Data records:
::::::
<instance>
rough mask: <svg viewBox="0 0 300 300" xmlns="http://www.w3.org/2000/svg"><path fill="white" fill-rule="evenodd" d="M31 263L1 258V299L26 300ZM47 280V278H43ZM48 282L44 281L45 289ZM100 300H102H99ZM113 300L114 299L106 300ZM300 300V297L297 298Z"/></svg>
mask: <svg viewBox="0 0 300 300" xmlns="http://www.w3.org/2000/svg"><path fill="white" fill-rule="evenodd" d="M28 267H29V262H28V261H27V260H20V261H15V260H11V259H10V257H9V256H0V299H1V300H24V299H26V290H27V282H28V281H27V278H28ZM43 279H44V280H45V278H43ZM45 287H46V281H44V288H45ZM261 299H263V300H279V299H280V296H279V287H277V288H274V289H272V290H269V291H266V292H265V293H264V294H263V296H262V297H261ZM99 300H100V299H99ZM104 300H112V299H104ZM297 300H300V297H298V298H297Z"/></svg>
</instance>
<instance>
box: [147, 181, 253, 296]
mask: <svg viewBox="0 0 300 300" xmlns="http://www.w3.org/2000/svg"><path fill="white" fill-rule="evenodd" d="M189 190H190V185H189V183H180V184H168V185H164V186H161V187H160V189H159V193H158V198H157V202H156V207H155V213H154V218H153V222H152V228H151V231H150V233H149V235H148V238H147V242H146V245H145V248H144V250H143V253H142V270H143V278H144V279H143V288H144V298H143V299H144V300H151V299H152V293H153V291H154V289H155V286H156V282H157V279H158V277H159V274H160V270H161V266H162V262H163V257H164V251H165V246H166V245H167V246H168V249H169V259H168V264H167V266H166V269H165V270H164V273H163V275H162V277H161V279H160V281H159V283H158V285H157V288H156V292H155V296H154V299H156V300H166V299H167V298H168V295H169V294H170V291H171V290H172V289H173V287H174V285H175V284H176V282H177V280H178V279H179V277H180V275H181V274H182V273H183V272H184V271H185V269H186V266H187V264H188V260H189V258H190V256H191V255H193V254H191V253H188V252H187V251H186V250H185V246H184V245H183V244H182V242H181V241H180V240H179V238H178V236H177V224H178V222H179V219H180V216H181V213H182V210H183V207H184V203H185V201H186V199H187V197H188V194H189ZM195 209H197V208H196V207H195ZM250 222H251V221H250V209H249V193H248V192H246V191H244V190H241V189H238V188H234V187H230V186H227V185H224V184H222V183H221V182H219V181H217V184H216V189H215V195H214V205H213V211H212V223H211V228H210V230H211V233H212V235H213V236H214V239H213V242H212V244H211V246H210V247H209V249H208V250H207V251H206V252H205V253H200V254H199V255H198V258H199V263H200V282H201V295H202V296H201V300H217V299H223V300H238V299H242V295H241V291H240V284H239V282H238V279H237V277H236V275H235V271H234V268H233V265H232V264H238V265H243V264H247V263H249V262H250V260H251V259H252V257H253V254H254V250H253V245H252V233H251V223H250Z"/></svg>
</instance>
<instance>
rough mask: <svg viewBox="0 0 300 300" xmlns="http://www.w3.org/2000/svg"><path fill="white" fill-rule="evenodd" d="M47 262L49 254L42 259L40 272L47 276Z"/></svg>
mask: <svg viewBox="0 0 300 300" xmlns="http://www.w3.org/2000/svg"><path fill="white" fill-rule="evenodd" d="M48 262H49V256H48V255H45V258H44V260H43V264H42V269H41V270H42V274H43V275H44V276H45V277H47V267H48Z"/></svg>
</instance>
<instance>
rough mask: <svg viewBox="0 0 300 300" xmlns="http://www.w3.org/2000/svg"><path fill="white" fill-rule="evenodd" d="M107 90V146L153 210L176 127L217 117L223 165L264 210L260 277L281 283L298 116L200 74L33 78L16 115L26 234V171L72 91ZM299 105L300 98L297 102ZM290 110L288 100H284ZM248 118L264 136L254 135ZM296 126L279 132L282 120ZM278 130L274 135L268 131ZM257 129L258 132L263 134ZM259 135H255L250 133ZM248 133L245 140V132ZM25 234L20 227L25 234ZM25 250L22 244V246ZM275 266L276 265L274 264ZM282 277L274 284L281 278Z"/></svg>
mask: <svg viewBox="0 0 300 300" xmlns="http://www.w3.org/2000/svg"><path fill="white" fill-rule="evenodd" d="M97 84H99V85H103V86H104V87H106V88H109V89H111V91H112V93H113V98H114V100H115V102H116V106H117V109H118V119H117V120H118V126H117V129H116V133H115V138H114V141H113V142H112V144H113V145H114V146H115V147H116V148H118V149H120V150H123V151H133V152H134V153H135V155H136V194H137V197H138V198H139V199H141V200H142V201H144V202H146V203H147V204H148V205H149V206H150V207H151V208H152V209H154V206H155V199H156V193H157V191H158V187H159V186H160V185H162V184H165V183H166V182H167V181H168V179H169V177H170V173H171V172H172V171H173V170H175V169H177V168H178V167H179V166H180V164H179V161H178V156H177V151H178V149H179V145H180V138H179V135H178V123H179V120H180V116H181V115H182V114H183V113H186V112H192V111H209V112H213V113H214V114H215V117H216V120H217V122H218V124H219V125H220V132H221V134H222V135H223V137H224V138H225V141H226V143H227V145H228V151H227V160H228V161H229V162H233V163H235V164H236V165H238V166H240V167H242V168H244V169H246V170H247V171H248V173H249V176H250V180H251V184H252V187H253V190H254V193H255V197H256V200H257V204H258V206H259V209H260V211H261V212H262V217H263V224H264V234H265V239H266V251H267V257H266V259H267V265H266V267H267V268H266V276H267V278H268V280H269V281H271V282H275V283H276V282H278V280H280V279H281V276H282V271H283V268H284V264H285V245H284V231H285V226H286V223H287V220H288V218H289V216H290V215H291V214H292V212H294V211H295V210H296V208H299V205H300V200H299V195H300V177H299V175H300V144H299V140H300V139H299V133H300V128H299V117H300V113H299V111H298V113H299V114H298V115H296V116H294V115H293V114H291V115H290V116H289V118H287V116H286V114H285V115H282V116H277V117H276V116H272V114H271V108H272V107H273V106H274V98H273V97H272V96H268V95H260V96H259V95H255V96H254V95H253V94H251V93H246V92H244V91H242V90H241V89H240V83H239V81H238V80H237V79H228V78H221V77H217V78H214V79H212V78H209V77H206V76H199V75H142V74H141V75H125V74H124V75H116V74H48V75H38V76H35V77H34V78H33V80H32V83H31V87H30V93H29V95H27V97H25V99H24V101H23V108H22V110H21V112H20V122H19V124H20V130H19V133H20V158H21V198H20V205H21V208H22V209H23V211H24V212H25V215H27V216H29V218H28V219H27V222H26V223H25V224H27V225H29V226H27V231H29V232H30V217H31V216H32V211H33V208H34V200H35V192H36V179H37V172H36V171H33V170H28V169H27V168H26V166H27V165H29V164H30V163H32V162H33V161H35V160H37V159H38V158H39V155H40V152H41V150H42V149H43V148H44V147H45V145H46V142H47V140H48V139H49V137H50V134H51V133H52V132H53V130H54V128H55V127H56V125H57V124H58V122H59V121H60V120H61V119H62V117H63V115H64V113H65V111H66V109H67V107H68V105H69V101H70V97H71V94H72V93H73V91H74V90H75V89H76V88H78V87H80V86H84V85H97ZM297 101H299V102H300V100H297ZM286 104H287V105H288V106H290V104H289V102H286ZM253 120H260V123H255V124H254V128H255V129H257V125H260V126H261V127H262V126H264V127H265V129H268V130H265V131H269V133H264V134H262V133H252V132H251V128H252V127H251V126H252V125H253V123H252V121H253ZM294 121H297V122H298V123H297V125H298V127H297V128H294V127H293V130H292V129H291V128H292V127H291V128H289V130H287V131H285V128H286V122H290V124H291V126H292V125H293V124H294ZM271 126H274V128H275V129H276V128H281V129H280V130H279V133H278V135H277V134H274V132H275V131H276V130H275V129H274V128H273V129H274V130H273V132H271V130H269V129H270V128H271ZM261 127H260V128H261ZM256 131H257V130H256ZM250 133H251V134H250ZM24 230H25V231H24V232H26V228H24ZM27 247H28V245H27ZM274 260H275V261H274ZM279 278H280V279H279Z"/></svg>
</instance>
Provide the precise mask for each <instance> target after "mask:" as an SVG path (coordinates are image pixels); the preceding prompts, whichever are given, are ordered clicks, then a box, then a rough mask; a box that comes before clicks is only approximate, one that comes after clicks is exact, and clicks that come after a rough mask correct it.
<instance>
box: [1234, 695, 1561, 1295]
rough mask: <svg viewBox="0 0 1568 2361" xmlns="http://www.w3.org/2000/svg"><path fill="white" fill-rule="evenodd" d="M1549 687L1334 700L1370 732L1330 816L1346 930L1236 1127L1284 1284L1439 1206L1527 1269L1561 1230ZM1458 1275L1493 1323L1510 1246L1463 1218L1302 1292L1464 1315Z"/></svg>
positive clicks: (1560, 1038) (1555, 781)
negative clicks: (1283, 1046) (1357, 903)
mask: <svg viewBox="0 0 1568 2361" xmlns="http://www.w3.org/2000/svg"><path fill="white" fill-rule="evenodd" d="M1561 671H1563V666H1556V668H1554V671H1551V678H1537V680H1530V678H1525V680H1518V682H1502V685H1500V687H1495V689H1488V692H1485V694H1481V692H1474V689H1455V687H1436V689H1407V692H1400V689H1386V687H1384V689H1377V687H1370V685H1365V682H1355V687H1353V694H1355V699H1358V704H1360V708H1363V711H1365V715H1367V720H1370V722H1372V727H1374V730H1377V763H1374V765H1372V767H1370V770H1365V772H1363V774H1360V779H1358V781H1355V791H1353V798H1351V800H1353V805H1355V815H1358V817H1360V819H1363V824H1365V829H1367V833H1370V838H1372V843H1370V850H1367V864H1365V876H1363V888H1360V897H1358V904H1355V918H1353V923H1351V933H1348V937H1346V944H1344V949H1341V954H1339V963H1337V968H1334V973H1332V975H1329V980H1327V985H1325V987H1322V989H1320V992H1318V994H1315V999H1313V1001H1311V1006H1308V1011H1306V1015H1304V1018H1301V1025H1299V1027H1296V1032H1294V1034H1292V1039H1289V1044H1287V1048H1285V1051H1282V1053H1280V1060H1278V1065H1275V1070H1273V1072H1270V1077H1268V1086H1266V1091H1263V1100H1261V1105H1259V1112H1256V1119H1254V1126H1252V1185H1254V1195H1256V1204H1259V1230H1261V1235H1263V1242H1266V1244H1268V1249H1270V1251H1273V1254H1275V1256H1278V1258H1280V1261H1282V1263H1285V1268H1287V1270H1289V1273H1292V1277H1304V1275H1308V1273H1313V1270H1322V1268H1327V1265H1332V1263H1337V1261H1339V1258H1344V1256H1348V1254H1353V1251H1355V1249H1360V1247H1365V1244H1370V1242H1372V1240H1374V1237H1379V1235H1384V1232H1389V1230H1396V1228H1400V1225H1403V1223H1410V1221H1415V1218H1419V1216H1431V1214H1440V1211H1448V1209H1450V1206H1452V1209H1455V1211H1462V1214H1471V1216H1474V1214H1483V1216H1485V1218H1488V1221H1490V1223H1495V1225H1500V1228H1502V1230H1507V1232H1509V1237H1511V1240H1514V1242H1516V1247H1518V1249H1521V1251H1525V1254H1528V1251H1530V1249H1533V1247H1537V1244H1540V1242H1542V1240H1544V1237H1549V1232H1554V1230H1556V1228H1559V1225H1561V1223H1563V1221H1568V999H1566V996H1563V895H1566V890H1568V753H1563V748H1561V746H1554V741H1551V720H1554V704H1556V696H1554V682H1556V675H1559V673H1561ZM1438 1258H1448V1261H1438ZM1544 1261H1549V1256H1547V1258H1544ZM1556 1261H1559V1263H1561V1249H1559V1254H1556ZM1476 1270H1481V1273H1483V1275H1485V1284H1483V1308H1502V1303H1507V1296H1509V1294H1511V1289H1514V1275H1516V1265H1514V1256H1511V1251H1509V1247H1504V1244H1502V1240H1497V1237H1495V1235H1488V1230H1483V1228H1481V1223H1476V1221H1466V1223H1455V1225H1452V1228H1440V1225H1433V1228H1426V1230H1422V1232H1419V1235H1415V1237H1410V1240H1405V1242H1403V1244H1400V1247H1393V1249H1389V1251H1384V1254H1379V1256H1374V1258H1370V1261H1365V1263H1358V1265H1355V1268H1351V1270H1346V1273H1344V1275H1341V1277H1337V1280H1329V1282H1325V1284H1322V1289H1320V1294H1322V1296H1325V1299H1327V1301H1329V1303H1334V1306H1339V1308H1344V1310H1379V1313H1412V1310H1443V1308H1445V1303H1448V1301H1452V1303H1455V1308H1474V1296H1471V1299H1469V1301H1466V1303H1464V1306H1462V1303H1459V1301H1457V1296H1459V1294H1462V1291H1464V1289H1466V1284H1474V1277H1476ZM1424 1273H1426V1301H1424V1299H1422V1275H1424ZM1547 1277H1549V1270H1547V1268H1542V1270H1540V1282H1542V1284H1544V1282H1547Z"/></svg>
::::::
> [REQUIRED WORK]
Reproduce the data from the start up to and including the line containing "263L1 258V299L26 300ZM47", swapping "rough mask" for "coarse mask" and leaving everything else unchanged.

> [RESPONSE FOR THIS EXERCISE]
<instance>
coarse mask: <svg viewBox="0 0 300 300" xmlns="http://www.w3.org/2000/svg"><path fill="white" fill-rule="evenodd" d="M31 263L1 258V299L26 300ZM47 280V278H43ZM48 282L44 281L45 289ZM100 300H102H99ZM113 300L114 299L106 300ZM300 300V297L297 298Z"/></svg>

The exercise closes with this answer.